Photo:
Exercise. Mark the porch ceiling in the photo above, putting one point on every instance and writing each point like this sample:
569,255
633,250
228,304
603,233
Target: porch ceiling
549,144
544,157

---

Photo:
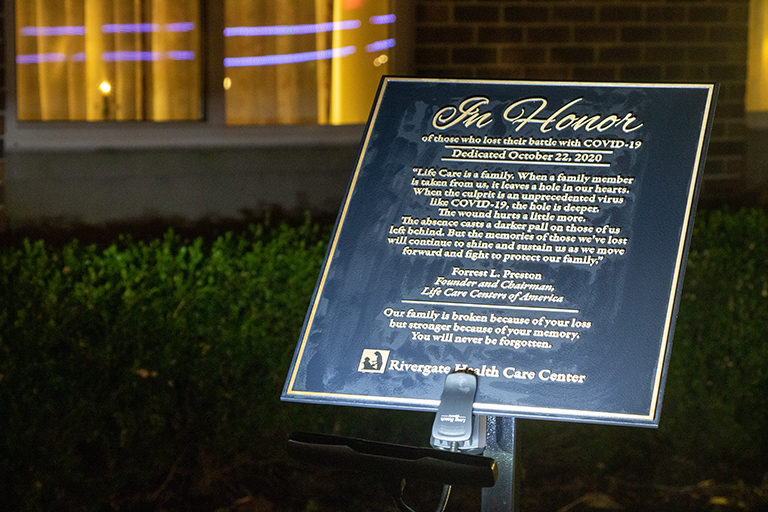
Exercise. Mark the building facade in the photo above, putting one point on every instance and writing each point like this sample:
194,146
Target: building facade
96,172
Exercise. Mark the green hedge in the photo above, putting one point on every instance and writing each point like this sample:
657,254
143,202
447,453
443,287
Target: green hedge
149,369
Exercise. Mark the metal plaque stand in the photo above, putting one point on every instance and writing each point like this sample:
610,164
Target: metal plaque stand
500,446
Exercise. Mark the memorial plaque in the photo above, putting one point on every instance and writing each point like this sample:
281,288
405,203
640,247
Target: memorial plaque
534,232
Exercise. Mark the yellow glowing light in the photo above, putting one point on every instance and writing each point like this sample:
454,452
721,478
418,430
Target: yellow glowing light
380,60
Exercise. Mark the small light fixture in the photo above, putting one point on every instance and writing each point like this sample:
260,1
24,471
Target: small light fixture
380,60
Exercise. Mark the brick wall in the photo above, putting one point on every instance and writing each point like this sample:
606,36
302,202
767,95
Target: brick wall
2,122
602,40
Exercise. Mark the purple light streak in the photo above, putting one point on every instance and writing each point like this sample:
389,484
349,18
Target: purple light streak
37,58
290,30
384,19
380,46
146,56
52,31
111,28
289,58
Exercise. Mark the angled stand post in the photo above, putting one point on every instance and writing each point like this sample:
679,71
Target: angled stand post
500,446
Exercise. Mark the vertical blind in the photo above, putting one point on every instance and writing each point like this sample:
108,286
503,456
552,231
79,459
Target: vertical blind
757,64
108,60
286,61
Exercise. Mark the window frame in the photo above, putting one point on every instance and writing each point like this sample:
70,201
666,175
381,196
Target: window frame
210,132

# Short exercise
List each line of the records above that contains the word "building", copying each line in full. Letter case matters.

# Exercise output
Exercise. Mark the building facade in the photo above, putting one point on every instance and writing each point like this sample:
Target: building facade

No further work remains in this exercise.